— Source data —
----
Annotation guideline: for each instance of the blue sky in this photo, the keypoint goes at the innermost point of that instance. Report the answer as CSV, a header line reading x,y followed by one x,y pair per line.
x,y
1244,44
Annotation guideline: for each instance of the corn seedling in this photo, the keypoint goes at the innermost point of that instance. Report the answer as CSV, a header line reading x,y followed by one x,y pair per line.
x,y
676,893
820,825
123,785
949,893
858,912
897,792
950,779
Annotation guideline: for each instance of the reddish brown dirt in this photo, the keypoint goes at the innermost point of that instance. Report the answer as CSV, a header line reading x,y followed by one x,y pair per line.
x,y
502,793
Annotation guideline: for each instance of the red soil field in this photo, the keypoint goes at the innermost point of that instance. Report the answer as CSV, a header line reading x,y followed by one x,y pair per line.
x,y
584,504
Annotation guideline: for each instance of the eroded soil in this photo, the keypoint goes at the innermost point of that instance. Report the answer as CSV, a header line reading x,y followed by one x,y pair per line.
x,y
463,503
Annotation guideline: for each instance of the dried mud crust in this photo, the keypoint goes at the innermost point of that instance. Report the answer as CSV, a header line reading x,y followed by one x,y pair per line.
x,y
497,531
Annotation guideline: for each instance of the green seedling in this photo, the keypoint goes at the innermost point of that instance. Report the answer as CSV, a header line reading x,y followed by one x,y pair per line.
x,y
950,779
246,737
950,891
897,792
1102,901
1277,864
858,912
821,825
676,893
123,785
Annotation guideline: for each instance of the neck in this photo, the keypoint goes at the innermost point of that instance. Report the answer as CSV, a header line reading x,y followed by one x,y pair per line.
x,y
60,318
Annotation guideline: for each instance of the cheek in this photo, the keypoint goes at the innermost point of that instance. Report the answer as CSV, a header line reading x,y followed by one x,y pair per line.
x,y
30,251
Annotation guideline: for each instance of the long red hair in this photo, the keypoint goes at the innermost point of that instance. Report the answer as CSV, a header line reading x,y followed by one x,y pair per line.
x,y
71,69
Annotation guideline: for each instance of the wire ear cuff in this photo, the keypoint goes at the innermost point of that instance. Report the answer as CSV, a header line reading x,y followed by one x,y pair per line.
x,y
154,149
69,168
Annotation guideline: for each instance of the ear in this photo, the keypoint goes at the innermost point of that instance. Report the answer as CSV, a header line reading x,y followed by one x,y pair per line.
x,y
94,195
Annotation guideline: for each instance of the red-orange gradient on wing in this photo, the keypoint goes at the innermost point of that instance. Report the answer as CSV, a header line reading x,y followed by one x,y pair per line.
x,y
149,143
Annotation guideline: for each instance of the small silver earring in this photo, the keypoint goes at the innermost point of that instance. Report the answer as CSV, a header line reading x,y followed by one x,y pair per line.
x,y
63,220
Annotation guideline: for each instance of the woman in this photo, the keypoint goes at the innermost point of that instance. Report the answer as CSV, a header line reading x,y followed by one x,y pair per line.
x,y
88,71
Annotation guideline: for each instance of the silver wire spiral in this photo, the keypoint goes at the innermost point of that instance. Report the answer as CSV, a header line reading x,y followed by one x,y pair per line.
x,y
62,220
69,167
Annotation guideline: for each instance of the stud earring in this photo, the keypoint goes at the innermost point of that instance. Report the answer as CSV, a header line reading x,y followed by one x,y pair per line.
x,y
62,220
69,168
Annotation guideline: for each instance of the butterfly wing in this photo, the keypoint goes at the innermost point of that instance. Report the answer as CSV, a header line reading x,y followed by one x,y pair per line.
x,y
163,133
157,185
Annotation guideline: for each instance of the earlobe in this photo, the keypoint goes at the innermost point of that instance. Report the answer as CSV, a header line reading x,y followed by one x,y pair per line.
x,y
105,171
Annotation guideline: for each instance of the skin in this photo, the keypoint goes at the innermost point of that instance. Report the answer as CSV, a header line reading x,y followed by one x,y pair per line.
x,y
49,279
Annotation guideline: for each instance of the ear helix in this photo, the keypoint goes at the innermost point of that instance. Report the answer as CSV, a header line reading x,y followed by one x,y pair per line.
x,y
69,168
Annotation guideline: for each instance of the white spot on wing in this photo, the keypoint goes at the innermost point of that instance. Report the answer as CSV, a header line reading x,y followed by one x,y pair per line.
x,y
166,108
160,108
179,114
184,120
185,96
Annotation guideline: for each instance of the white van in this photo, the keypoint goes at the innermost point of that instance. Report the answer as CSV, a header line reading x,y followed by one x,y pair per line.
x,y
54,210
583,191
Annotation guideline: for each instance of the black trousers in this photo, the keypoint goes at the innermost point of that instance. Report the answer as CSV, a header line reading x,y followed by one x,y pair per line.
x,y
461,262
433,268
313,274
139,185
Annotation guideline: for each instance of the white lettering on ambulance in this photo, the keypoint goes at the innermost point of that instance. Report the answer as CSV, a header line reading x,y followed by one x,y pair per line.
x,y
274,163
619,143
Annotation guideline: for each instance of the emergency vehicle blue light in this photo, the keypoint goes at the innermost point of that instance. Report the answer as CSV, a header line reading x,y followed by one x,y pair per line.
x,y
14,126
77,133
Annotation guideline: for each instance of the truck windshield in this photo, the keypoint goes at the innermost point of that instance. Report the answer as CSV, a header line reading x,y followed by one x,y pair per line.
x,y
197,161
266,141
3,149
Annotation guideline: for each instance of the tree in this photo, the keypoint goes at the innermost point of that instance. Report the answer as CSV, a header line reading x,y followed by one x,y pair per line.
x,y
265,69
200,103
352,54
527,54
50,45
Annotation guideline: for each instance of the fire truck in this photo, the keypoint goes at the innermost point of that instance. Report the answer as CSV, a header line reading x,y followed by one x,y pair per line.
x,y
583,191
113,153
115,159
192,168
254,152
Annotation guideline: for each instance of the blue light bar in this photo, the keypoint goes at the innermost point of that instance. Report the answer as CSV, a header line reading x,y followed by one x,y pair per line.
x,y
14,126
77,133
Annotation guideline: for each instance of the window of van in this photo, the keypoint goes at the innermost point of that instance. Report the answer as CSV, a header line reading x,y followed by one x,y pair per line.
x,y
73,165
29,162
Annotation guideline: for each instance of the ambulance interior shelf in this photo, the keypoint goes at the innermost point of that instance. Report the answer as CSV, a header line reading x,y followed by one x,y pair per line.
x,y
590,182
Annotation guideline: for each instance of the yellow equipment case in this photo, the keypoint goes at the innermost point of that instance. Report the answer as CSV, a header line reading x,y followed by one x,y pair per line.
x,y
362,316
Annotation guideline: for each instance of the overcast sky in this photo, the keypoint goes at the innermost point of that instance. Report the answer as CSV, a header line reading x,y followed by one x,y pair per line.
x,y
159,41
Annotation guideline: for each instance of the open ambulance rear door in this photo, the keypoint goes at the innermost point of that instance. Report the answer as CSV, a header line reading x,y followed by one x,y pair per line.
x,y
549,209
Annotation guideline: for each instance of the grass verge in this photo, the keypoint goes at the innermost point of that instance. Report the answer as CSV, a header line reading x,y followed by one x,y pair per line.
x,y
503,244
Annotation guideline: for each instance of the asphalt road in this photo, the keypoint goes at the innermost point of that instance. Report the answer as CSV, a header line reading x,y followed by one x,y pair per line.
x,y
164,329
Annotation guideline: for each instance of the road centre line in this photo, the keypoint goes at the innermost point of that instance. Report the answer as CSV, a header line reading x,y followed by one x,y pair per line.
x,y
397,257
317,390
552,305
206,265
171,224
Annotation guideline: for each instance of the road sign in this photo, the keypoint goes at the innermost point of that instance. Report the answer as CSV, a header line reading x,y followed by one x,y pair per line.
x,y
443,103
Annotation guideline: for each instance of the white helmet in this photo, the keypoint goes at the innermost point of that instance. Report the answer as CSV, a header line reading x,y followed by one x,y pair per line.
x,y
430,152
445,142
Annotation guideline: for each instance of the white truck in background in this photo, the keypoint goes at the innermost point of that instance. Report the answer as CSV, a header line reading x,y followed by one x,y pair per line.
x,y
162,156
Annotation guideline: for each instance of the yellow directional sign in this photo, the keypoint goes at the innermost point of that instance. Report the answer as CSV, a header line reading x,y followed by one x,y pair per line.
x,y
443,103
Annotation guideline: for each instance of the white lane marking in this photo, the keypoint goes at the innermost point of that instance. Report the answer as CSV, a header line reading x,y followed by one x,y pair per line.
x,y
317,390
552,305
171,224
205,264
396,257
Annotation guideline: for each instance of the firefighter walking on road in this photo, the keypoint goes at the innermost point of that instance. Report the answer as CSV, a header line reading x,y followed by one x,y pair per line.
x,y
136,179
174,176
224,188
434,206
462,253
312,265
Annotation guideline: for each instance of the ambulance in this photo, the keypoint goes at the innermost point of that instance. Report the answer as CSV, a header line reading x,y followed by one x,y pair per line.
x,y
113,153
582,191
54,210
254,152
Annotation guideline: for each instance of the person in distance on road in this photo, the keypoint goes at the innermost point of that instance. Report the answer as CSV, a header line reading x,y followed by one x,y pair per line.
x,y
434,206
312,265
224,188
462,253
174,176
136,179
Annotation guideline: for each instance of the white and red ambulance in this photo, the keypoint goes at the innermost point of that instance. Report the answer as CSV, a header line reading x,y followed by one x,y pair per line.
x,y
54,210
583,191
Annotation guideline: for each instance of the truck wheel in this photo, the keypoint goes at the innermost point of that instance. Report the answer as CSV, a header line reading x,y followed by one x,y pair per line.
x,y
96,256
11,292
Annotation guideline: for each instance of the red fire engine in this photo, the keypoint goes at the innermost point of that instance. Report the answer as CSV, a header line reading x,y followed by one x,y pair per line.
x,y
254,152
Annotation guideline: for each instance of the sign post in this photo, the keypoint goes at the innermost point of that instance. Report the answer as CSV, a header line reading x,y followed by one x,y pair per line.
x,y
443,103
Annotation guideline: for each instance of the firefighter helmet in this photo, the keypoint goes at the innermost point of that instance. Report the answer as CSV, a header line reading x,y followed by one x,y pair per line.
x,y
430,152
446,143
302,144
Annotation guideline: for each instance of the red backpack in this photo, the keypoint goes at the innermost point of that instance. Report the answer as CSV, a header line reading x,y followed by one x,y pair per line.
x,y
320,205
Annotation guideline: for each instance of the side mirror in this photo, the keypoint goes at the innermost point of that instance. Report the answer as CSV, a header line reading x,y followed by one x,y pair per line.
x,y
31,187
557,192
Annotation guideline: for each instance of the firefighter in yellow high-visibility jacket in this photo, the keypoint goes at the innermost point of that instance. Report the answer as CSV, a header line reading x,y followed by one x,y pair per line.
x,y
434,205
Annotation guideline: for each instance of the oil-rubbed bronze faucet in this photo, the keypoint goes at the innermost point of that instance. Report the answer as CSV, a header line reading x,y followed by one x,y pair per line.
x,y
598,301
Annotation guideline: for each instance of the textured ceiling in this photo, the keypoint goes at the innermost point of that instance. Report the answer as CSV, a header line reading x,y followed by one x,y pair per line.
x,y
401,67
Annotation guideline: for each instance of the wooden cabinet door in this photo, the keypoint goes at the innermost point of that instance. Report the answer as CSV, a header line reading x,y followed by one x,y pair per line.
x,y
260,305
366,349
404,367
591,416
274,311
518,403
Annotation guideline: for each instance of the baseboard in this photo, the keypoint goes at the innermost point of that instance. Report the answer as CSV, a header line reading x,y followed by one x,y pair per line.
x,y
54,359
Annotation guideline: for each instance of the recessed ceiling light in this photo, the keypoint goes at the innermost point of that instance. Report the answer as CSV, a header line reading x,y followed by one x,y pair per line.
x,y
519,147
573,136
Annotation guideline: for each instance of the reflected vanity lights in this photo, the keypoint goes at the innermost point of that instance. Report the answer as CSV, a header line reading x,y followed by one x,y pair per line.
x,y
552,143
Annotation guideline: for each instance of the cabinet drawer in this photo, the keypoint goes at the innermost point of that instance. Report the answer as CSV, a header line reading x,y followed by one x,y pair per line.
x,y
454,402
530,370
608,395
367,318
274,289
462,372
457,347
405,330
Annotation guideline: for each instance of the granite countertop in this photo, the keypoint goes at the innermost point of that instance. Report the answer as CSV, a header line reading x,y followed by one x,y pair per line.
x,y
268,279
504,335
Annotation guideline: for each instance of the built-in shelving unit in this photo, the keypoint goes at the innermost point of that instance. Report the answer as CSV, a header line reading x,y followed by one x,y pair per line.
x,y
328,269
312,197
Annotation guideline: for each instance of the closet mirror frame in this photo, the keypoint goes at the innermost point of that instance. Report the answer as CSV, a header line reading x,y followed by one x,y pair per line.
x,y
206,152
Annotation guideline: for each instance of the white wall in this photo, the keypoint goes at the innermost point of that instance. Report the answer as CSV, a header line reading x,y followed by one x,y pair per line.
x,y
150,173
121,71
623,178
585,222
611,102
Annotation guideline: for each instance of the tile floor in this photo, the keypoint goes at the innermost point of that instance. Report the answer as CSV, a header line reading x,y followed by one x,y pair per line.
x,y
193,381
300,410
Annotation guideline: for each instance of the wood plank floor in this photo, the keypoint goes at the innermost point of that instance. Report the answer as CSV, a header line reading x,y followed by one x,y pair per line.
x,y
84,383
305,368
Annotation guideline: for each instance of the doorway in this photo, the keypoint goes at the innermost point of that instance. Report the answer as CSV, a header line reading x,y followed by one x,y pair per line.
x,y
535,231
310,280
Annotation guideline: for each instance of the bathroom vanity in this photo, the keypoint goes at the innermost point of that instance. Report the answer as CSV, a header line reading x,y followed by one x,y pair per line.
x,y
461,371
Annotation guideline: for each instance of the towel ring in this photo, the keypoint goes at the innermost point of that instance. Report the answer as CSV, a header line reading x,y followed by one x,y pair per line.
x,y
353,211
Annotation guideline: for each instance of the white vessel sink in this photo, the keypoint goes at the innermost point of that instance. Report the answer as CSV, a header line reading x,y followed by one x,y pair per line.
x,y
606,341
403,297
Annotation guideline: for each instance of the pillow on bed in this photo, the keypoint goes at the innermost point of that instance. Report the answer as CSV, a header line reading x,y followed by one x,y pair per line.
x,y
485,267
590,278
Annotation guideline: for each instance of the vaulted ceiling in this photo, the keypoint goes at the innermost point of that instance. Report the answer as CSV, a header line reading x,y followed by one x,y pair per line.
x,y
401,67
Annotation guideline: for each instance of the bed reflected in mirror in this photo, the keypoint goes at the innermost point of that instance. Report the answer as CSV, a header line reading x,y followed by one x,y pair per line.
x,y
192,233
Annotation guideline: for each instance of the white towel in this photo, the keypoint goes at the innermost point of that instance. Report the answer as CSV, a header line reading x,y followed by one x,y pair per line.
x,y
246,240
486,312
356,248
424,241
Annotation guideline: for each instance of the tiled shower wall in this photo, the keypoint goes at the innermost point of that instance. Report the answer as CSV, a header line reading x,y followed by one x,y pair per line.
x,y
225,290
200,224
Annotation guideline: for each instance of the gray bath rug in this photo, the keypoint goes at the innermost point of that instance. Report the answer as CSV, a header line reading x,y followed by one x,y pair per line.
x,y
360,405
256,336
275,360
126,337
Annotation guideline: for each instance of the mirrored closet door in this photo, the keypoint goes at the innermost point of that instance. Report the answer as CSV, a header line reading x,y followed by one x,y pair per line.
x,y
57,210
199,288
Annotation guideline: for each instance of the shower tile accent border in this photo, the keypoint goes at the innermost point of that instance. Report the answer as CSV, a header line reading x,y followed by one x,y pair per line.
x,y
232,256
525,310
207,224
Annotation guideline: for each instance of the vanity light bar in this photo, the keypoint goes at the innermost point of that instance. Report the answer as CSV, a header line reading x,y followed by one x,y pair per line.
----
— The exercise —
Starting at the line that contains "Annotation guideline: for each instance of the pillow", repeat each line exactly through the last one in the listing. Include both of those lines and nothing more.

— Output for this exercise —
Annotation guideline: for each instance of the pillow on bed in this photo, the keypoint goes at the innermost point of that instance. Report the answer as CSV, a header line reading x,y followed by one x,y pair per line.
x,y
485,267
590,278
Annotation guideline: for each instance of the vaulted ceiling in this photo, the keypoint goes at the innermost point of that instance. Report the answer as CSV, a header line reading x,y followed by one x,y pair per line.
x,y
401,67
Annotation guideline: for each instance of the bed reflected in mirror in this photo, the keypoint goes at the innermost point of that instance. Report the answer as CSV, a header line reading x,y followed by one x,y pair per line.
x,y
192,233
Annotation guideline: for each instance of the white towel in this photo, the keypoint goes at the innermost point of that instance. Report the answer as CSV, a header line reading x,y followed by one x,y pair per line.
x,y
246,240
486,312
356,248
424,241
Annotation guideline: for each instance of the tiled shower wall in this photo, the keypoint goes at the innermost point of that instance. Report the answer as CSV, a header line reading x,y followed by one x,y pair per line.
x,y
225,290
200,224
Annotation guideline: for each instance of the gray bath rug in this photo, the keypoint goes at the innermost point of that instance. Report the answer as CSV, a header line reading x,y followed by one x,y pair per line.
x,y
360,405
256,336
275,360
126,337
Annotation guideline: for each instance of the mirrored closet door in this photo, the keypoint goes at the innermost point of that instance. Report the answer as CSV, a header line reading x,y followed by one x,y pair per line.
x,y
57,210
199,288
Annotation guideline: for each instance of the shower tile accent border in this photo, the keypoint goes at the innermost point of that instance. Report the answer as CSV, a header line reading x,y followed by one x,y pair per line.
x,y
232,256
525,310
207,224
Annotation guideline: for each instance of the vanity light bar in this photo, the keypoint goes at the innermost point of that instance. Report the answer as CSV, a header line reading x,y followed by one x,y pair per line.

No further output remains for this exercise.